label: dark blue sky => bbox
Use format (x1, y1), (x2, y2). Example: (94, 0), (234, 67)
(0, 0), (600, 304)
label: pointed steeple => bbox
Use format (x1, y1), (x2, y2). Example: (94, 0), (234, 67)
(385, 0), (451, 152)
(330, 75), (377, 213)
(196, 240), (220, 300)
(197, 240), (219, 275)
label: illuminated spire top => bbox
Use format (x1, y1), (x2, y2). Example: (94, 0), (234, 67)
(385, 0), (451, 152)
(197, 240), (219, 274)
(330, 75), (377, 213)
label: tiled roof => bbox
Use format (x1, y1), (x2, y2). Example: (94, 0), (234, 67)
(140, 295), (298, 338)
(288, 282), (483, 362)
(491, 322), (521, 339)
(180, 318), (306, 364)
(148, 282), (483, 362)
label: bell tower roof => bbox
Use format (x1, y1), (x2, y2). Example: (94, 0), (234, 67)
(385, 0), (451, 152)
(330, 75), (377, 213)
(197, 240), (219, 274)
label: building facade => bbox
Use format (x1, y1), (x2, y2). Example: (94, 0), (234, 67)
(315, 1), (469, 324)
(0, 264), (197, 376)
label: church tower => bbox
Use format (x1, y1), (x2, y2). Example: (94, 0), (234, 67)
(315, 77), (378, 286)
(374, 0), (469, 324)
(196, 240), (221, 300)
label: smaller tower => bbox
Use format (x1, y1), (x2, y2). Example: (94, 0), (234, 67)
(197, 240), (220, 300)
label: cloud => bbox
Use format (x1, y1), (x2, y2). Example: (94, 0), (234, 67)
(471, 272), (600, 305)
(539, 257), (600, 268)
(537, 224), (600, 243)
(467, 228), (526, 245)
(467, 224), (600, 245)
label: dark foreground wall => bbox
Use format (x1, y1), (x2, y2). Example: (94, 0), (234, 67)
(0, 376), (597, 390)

* * *

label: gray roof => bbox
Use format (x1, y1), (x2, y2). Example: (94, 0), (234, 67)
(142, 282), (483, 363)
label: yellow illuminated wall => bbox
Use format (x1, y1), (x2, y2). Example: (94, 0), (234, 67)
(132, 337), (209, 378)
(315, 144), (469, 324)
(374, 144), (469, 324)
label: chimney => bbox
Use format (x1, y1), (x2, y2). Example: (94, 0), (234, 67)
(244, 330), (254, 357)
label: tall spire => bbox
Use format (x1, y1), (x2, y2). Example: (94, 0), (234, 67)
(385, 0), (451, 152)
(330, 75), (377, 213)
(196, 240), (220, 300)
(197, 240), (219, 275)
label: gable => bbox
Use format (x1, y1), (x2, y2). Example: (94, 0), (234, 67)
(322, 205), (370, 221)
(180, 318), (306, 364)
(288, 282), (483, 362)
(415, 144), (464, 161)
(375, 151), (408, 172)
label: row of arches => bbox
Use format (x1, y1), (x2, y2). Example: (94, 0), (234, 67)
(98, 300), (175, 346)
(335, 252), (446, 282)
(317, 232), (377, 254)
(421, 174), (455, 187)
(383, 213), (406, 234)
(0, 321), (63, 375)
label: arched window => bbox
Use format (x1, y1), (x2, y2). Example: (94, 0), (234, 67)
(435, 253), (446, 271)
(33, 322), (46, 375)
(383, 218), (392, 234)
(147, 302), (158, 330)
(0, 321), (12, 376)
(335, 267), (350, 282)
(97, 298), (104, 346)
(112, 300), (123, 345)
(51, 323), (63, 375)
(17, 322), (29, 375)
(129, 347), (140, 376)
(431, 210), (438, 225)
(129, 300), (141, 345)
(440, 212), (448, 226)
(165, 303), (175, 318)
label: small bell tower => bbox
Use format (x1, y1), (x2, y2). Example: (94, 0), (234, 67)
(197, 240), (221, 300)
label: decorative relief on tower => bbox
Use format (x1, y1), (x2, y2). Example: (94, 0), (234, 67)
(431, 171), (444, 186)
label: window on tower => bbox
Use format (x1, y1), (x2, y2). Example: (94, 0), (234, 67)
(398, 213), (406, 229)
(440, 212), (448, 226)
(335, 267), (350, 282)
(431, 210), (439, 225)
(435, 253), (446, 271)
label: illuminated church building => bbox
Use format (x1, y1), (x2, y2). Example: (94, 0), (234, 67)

◆ WRITTEN PROBLEM:
Can you quote the material word for word, everything from the line containing "label: row of arches => bbox" down to the line containing "(197, 240), (221, 300)", with both of those lines included?

◆ OUTPUT OF THE EXERCISE:
label: row of arches => bbox
Use format (x1, y1), (x2, y2). Example: (94, 0), (234, 67)
(98, 300), (175, 346)
(335, 252), (446, 282)
(317, 232), (377, 254)
(421, 174), (455, 187)
(383, 213), (406, 234)
(0, 321), (63, 375)
label: arched window => bbox
Use format (x1, y1), (x2, y2). Example: (94, 0), (234, 67)
(435, 253), (446, 271)
(33, 322), (46, 375)
(383, 218), (392, 234)
(147, 302), (158, 330)
(0, 321), (12, 376)
(335, 267), (350, 282)
(97, 298), (104, 346)
(112, 300), (123, 345)
(51, 323), (63, 375)
(17, 322), (29, 375)
(129, 347), (140, 376)
(431, 210), (438, 225)
(129, 300), (141, 345)
(440, 212), (448, 226)
(165, 303), (175, 318)
label: small bell tower => bbox
Use format (x1, y1), (x2, y2). Example: (94, 0), (234, 67)
(197, 240), (221, 300)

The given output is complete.